提示された文章 —
——

原作は1953年に出版されたもので、日本語訳もあります(『長いおわかれ』というタイトルで、われわれは映画の字幕でよく知っている清水俊二氏による翻訳)。そのいわばかなりの旧作を村上春樹が2007年に翻訳しなおしたのには、本人の「あとがき」によればいくつかの理由があったようです。ひとつは清水氏の翻訳が25年前のもので表現自体がいくらか「経年劣化」したこと。完全訳でなかったことなどがありますが、一番大きな動機はなにより村上自身が、この小説と作家をこよなく愛し、作家活動の指針にまでしているということにあるようです。ちなみのこの「訳者あとがき」は45ページもあり、これだけで立派な小説論、作家論になっています。

『ロング・グッドバイ』の主人公はフィリップ・マーロウという私立探偵。チャンドラーのシリーズに登場するおなじみの主人公だそうです。ミステリーですから、殺人があり、複雑な人間関係があり、どんでん返しがあります。舞台が第2次大戦後直後ですから、戦争がからんできます。もちろん、ストーリーやひとつひとつのエピソードも大変面白いのですが、村上春樹もいっているようにこの作品の大きな魅力はその「文章のうまさ」にあります。

——

生データ —
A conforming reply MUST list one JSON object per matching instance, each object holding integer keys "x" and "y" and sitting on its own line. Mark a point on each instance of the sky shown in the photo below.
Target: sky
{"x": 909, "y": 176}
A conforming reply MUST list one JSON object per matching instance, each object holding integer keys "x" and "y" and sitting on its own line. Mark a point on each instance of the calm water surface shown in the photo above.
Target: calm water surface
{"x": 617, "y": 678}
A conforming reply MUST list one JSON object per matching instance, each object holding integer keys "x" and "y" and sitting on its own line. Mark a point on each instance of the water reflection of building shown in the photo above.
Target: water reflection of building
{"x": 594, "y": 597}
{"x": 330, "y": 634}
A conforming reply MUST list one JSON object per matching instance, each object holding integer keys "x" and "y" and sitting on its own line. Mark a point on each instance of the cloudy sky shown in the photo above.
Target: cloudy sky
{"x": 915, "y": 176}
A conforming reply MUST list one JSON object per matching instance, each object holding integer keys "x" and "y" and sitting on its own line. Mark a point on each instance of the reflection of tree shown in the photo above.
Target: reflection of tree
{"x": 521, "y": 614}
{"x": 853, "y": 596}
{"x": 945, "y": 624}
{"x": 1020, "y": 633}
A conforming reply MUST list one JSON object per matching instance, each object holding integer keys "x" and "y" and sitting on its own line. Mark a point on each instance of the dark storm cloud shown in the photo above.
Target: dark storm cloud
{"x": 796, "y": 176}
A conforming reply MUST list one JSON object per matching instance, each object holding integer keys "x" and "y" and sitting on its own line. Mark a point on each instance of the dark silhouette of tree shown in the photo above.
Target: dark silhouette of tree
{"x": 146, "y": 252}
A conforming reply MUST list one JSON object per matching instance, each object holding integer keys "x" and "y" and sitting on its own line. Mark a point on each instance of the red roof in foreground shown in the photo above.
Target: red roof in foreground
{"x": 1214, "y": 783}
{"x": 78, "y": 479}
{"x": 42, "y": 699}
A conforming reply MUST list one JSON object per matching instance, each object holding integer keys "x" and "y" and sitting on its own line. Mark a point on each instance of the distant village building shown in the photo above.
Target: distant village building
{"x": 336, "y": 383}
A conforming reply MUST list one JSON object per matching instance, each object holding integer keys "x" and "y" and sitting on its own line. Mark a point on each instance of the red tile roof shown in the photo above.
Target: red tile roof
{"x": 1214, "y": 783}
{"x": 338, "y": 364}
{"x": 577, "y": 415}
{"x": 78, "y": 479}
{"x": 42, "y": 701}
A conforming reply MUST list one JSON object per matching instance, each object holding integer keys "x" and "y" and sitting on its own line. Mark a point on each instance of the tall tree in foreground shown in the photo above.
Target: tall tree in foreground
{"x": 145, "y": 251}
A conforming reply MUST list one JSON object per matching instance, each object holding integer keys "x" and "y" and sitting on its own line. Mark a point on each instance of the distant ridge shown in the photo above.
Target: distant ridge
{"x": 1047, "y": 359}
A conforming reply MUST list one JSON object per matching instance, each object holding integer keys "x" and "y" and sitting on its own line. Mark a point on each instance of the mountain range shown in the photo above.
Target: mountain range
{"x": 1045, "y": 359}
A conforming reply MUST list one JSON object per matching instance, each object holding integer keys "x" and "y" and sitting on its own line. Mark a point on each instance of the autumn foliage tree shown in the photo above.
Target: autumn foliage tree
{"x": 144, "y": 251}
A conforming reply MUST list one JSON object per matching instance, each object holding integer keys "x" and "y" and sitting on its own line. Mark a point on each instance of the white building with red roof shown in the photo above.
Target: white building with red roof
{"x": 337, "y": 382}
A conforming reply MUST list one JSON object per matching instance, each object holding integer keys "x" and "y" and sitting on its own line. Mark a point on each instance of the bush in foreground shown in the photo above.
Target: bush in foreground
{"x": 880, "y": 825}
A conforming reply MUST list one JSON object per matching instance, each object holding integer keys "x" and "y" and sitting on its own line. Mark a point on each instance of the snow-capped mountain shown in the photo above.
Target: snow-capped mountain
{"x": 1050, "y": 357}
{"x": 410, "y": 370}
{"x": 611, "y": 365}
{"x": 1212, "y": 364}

——

やることリスト —
1. 『ロング・グッドバイ』についての文章を読んで、次の問いに答えてください。
(a) 原作が出版されたのは何年ですか。
(b) 村上春樹の「訳者あとがき」は何ページありますか。
(c) 主人公の名前と職業は何ですか。
2. 『ロング・グッドバイ』についての文章の一部を、そのとおりに書き写してください。「原作は1953年に出版された」を含む箇所から写し始め、「説論、作家論になっています。」を写したところで終えてください。
3. 『ロング・グッドバイ』についての文章を、最後の文に続けて書き進めてください。

各課題の回答 —
1.
(a) 1953年です。
(b) 45ページです。
(c) フィリップ・マーロウという名前の私立探偵です。

2.
原作は1953年に出版されたもので、日本語訳もあります(『長いおわかれ』というタイトルで、われわれは映画の字幕でよく知っている清水俊二氏による翻訳)。そのいわばかなりの旧作を村上春樹が2007年に翻訳しなおしたのには、本人の「あとがき」によればいくつかの理由があったようです。ひとつは清水氏の翻訳が25年前のもので表現自体がいくらか「経年劣化」したこと。完全訳でなかったことなどがありますが、一番大きな動機はなにより村上自身が、この小説と作家をこよなく愛し、作家活動の指針にまでしているということにあるようです。ちなみのこの「訳者あとがき」は45ページもあり、これだけで立派な小説論、作家論になっています。

3.
この作品はレイモンド・チャンドラーの最晩年に書かれた小説ですが、彼の作品の中でも「別格の存在」(「訳者あとがき」)なのだそうで、村上はさらに「いくぶんおおげさな表現を許していただけるなら、それはほとんど夢のような領域にまで近づいている」(同)とまでいっています。なまはんかな共感でここまでいうことはできないでしょう。これは村上春樹という作家を理解するうえでも重要な意味が隠されているような気がします。

読んでいる途中で思いま出したのですが、この原作をもとにしたNHKのドラマが2年ほど前に放映されていました。その時は私はこういう事情をほとんど知らず、ただ雰囲気の変わった面白いドラマだと思ってみていました。日本人の俳優で終戦直後の日本に翻案した話だったのでかえって原作のイメージを引きずらずによかったのかもしれません。

翻訳単行本のデザインにも出てくる拳銃とか、5000ドル紙幣とか、主人公の好むカクテル「ギムレット」とか、この小説の中に出てくるいかにもアメリカのミステリーらしい小道具もマニアにはたまらないのでしょうね。